Extracted records:
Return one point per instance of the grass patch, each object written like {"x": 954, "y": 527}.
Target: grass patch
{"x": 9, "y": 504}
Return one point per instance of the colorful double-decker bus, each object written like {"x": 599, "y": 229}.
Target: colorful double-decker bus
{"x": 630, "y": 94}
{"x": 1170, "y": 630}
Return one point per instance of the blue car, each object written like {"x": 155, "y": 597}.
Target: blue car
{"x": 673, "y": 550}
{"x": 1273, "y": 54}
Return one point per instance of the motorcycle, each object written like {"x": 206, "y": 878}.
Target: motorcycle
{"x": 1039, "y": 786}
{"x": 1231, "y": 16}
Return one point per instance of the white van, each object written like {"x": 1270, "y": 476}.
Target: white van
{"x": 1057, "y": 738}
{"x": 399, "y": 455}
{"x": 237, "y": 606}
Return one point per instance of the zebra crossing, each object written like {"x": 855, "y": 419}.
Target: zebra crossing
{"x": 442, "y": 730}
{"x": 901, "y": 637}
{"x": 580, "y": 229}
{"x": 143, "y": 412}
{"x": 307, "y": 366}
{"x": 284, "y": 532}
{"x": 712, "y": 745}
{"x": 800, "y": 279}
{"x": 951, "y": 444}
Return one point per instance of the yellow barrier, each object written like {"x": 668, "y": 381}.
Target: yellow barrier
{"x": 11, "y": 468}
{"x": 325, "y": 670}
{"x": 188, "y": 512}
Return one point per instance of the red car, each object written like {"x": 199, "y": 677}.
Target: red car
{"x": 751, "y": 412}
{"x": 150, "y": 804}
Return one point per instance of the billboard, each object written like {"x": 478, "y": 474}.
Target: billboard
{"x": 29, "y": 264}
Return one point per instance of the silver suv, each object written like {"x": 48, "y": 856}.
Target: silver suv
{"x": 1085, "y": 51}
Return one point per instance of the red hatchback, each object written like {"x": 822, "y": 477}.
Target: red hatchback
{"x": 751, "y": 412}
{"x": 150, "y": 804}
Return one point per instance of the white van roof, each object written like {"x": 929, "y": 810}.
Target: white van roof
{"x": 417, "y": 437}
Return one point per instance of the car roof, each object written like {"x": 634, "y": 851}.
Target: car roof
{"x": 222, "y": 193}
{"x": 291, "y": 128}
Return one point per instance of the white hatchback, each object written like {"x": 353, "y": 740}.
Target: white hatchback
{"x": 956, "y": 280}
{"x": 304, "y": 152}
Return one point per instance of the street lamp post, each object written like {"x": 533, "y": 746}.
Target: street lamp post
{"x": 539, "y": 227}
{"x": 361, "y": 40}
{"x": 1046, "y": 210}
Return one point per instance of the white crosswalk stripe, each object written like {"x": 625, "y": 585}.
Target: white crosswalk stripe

To be done:
Every entry above needs to be quoted exactly.

Output:
Return one point per instance of the grass patch, each object written like {"x": 954, "y": 527}.
Target: grass patch
{"x": 9, "y": 504}
Return one point per instance of the colorful double-decker bus, each object written like {"x": 599, "y": 229}.
Target: colorful double-decker bus
{"x": 630, "y": 94}
{"x": 1170, "y": 630}
Return one point per instance of the blue car, each object written like {"x": 155, "y": 597}.
Target: blue car
{"x": 673, "y": 550}
{"x": 1273, "y": 54}
Return one point per instance of the motorcycle, each object written like {"x": 206, "y": 878}.
Target: motorcycle
{"x": 1039, "y": 786}
{"x": 1231, "y": 16}
Return one point per instance of the white van, each object written like {"x": 1270, "y": 476}.
Target: white van
{"x": 1057, "y": 738}
{"x": 399, "y": 455}
{"x": 237, "y": 606}
Return one point per instance of the zebra crossing, each object written like {"x": 855, "y": 419}.
Target: zebra crossing
{"x": 442, "y": 730}
{"x": 901, "y": 637}
{"x": 580, "y": 229}
{"x": 143, "y": 412}
{"x": 307, "y": 366}
{"x": 284, "y": 532}
{"x": 712, "y": 745}
{"x": 800, "y": 279}
{"x": 951, "y": 444}
Return one point per instance of the yellow barrier, each object written like {"x": 668, "y": 381}.
Target: yellow barrier
{"x": 11, "y": 468}
{"x": 325, "y": 670}
{"x": 188, "y": 512}
Return one point per instance of the red car, each object written like {"x": 199, "y": 677}.
Target: red car
{"x": 751, "y": 412}
{"x": 150, "y": 804}
Return one point per instance of the billboard, each object written like {"x": 478, "y": 474}.
Target: billboard
{"x": 29, "y": 264}
Return one point per instance of the silver suv, each object written like {"x": 48, "y": 856}.
Target: silver suv
{"x": 1085, "y": 51}
Return one point per instance of the red hatchback, each object written like {"x": 822, "y": 477}.
Target: red hatchback
{"x": 751, "y": 412}
{"x": 150, "y": 804}
Return one point per instance of the white van roof, each object written like {"x": 929, "y": 810}.
Target: white van roof
{"x": 417, "y": 437}
Return one point per instance of the car roof, each object written like {"x": 634, "y": 851}.
Target: car roof
{"x": 222, "y": 193}
{"x": 291, "y": 128}
Return one point per instance of the white hatchback, each object written like {"x": 353, "y": 740}.
Target: white hatchback
{"x": 956, "y": 280}
{"x": 304, "y": 152}
Return one point per instance of the street lamp post, each object written like {"x": 533, "y": 746}.
Target: street lamp post
{"x": 539, "y": 227}
{"x": 361, "y": 40}
{"x": 1046, "y": 210}
Return one point per instance of the white crosswalk stripe, each object written like {"x": 625, "y": 585}.
Target: white crosswalk stripe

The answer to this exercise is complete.